EXERCISE AIM: Across the entries, count the lines that include "Target" and report only that number.

Items listed in a dataset
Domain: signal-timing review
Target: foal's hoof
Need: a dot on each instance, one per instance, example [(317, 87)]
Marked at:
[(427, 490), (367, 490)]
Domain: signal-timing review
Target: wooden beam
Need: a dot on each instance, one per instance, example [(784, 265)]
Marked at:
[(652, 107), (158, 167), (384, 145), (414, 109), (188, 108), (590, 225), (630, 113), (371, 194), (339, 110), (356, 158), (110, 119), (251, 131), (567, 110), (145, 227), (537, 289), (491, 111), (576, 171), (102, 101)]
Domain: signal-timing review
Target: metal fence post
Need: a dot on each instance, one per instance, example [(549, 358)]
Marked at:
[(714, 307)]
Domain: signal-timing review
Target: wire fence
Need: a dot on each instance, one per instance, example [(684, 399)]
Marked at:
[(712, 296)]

WRITTEN SOLUTION: 4